Your task: Convert all of the material below into a numbered list, omitting any blank lines.

(Dataset records)

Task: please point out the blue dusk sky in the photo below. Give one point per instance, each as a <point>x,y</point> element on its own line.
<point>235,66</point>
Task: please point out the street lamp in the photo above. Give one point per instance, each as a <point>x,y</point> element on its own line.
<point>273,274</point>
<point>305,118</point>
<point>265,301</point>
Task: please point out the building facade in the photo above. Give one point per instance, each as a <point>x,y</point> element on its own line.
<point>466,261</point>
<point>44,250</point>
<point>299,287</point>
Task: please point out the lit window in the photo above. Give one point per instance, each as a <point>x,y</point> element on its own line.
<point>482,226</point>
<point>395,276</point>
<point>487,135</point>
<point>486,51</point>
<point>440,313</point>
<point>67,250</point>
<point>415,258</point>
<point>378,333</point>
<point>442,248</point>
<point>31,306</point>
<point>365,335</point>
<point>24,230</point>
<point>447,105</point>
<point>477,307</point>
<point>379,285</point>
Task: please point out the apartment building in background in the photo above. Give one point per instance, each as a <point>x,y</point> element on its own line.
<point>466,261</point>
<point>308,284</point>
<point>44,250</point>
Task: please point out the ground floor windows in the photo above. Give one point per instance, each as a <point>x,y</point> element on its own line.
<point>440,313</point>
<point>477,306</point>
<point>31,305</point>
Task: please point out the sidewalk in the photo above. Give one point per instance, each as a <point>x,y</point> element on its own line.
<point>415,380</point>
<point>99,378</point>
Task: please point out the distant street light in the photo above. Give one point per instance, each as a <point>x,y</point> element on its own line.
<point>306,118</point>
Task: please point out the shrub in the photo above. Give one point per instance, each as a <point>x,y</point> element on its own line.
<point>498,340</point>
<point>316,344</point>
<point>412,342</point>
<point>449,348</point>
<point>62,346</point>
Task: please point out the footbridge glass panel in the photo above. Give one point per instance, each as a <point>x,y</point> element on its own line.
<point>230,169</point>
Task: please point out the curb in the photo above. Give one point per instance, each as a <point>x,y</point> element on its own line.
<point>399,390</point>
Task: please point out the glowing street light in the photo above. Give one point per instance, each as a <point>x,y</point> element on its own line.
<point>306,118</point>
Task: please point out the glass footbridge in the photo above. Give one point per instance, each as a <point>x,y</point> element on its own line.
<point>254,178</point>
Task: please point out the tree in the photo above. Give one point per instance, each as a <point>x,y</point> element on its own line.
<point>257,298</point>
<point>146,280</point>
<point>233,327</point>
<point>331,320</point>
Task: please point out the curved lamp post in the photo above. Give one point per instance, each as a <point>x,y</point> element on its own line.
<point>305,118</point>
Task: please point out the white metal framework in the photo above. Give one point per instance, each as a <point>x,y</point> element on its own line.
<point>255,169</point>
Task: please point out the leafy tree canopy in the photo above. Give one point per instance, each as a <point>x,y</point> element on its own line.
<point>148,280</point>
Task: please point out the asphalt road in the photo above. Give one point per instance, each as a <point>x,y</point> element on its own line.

Problem solution:
1. Task: please point out the blue dusk sky in the photo below. Give one point per instance, each as a <point>x,y</point> element on its own line.
2. <point>235,66</point>
3. Task: please point out the street lamp in the photo above. Give one point per instance, each as a <point>x,y</point> element on its own line.
4. <point>273,274</point>
5. <point>305,118</point>
6. <point>265,301</point>
7. Task: please point out the building facade in the photo above. Give one point per instance, each as a <point>x,y</point> element on its own line.
8. <point>466,261</point>
9. <point>44,250</point>
10. <point>299,287</point>
11. Task: please point out the lit window in the photo above. Give one point per instance, each as a <point>x,y</point> element on its own line.
12. <point>482,226</point>
13. <point>395,276</point>
14. <point>487,135</point>
15. <point>486,51</point>
16. <point>440,313</point>
17. <point>67,250</point>
18. <point>415,258</point>
19. <point>378,333</point>
20. <point>442,248</point>
21. <point>31,306</point>
22. <point>365,335</point>
23. <point>24,230</point>
24. <point>447,105</point>
25. <point>477,307</point>
26. <point>379,285</point>
27. Task: please point out the apartment building in background in the photo above. Give one point per instance, each as a <point>x,y</point> element on its own line.
28. <point>466,261</point>
29. <point>308,284</point>
30. <point>44,250</point>
31. Task: please point out the ground floor windows in the photo above. Give one point per instance, each as a <point>x,y</point> element on its own line.
32. <point>440,313</point>
33. <point>477,306</point>
34. <point>31,305</point>
35. Task: please point out the sidewalk in the photo above. Give one point per instance, each as a <point>x,y</point> element on its own line.
36. <point>415,380</point>
37. <point>99,378</point>
38. Task: please point out the distant street light in the photo above. Give one point per instance, each as a <point>x,y</point> element on its own line.
39. <point>306,118</point>
40. Task: please point out the shrub in the photo above. Give one point per instance, each as a <point>x,y</point> element on its own line.
41. <point>498,340</point>
42. <point>316,344</point>
43. <point>412,342</point>
44. <point>449,348</point>
45. <point>62,346</point>
46. Task: please point out the footbridge glass panel in the photo above. Give one point per instance, each as a <point>x,y</point> element on its own line.
47. <point>230,169</point>
48. Task: please point out the curb in the photo above. Give one point per instance, each as a <point>x,y</point> element on its own line.
49. <point>399,390</point>
50. Task: please point out the glowing street light in the photo above. Give one point per instance, each as a <point>x,y</point> element on its own line.
51. <point>306,118</point>
52. Task: please point out the glass footbridge in the photo above. Give one point per instance, each as a <point>x,y</point> element on its own line.
53. <point>254,178</point>
54. Task: please point out the tree in the photo above. Give one point per instance, each as a <point>x,y</point> element on its own line.
55. <point>257,298</point>
56. <point>146,280</point>
57. <point>233,327</point>
58. <point>331,320</point>
59. Task: please point out the curved lamp post in the photo above. Give one point per instance, each as a <point>x,y</point> element on its own line.
60. <point>305,118</point>
61. Task: please point out the white metal framework in the photo above. Give one point per instance, each as a <point>x,y</point> element on its own line.
62. <point>255,169</point>
63. Task: please point out the leafy tree canopy in the photo above. Give one point per instance, each as a <point>x,y</point> element on its own line.
64. <point>148,280</point>
65. Task: please point out the asphalt road in the photo above. Give one point per instance, each as a <point>x,y</point> element on its own line.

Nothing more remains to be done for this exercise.